**Consigne écrite a:** Peux-tu recopier les lignes de données, de celle qui contient "Can you find the burnt" jusqu'à celle qui contient "[[915, 464]]" incluses, en remplaçant "Drop" par "Place" sans rien modifier d'autre ?

**Extrait de page:**
Daniel Clowes revoit le mythe du super-héros; c'est un peu bateau mais il s'agit vraiment de cela. Le héros, adolescent introverti, se découvre une force surhumaine puis qu'il dispose d'une arme absolue (d'où le titre); avec ces grands pouvoirs se pose la question de leur exploitation (et des responsabilités, non je ne vais pas l'écrire en anglais), question que le héros ressasse avec son comparse.
Clowes se limite à ces quelques éléments dans ses emprunts au marvellisme: pas de supervilains, pas de pouvoirs spectaculaires, pas d'autres formes de vie intelligente. C'est une expérience: que se passe-t-il quand on place le superpouvoir dans le réel? Le résultat est effrayant.

**Contenu des données:**

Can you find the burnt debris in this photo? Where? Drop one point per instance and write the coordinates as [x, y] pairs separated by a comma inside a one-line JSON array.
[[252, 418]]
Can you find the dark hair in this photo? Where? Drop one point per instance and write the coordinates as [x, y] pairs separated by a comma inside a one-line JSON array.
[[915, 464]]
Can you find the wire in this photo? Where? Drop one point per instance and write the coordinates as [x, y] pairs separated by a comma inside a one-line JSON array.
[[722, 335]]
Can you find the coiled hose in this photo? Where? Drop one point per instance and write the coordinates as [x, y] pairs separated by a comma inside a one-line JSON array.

* * *

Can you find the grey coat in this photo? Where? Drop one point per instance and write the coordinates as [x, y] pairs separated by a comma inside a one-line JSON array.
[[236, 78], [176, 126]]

**Consigne écrite b:**
D'après l'extrait de page :
(i) Comment le héros est-il décrit ?
(ii) Avec qui le héros ressasse-t-il la question de l'exploitation de ses pouvoirs ?
(iii) Quel adjectif qualifie le résultat de l'expérience ?

**Résultat a:**
Can you find the burnt debris in this photo? Where? Place one point per instance and write the coordinates as [x, y] pairs separated by a comma inside a one-line JSON array.
[[252, 418]]
Can you find the dark hair in this photo? Where? Place one point per instance and write the coordinates as [x, y] pairs separated by a comma inside a one-line JSON array.
[[915, 464]]

**Résultat b:**
(i) Comme un adolescent introverti.
(ii) Avec son comparse.
(iii) Effrayant.